» Stated goal 1: In the listing, repeat the lines word for word from the line with "of the sunlit" to the line with "x=717 y=728", both of those lines included.

» Text excerpt:
— Begin —
In that article, two flavors of economic finality are described.

The first one seems to describe PoW, where validators lose money if the block they added does not end up in the final chain:

A block can be economically finalized if a sufficient number of validators have signed cryptoeconomic claims of the form "I agree to lose X in all histories where block B is not included". This gives clients assurance that either (i) B is part of the canonical chain, or (ii) validators lost a large amount of money in order to trick them into thinking that this is the case.

I don't quite follow the second item though:

A block can be economically finalized if a sufficient number of validators have signed messages expressing support for block B, and there is a mathematical proof that if some B' != B is also finalized under the same definition then validators lose a large amount of money. If clients see this, and also validate the chain, and validity plus finality is a sufficient condition for precedence in the canonical fork choice rule, then they get an assurance that either (i) B is part of the canonical chain, or (ii) validators lost a large amount of money in making a conflicting chain that was also finalized.

This second description presumably refers to PoS, but this explanation feels very abstract to me. Can somebody explain this to me in different words?
— End —
» Records to process:
— Begin —
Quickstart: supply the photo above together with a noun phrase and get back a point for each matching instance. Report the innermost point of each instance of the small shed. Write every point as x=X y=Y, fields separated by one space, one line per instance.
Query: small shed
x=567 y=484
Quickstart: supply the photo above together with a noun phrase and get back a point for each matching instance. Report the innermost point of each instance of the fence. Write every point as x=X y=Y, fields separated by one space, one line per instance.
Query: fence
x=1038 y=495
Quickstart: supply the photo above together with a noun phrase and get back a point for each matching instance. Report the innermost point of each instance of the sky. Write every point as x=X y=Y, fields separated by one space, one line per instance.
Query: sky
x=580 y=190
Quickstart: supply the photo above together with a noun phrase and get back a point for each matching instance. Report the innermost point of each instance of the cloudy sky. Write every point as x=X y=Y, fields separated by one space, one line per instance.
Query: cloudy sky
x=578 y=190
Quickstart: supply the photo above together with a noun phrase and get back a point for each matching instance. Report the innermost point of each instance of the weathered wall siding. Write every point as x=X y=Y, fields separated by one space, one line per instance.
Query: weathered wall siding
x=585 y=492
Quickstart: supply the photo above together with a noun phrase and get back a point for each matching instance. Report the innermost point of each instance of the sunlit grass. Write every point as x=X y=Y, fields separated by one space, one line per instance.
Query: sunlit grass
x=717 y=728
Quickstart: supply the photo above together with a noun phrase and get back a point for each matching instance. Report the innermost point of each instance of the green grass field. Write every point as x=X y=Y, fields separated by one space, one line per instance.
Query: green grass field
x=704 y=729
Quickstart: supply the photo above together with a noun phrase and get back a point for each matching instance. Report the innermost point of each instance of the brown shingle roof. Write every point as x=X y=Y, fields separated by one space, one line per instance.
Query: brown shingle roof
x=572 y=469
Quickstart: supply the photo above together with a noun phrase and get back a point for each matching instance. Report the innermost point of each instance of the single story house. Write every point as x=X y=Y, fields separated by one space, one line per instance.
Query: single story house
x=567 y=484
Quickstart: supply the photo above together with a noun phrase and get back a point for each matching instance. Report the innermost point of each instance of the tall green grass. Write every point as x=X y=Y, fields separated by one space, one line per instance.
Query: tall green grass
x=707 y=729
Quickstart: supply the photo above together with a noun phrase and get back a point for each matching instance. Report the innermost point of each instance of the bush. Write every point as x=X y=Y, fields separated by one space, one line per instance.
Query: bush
— End —
» Stated goal 2: Write out the passage of the economic finality text from "The first one" to "is the case.", word for word.

» Task result 1:
Quickstart: supply the photo above together with a noun phrase and get back a point for each matching instance. Report the innermost point of each instance of the sunlit grass. Write every point as x=X y=Y, fields separated by one space, one line per instance.
Query: sunlit grass
x=717 y=728

» Task result 2:
The first one seems to describe PoW, where validators lose money if the block they added does not end up in the final chain:

A block can be economically finalized if a sufficient number of validators have signed cryptoeconomic claims of the form "I agree to lose X in all histories where block B is not included". This gives clients assurance that either (i) B is part of the canonical chain, or (ii) validators lost a large amount of money in order to trick them into thinking that this is the case.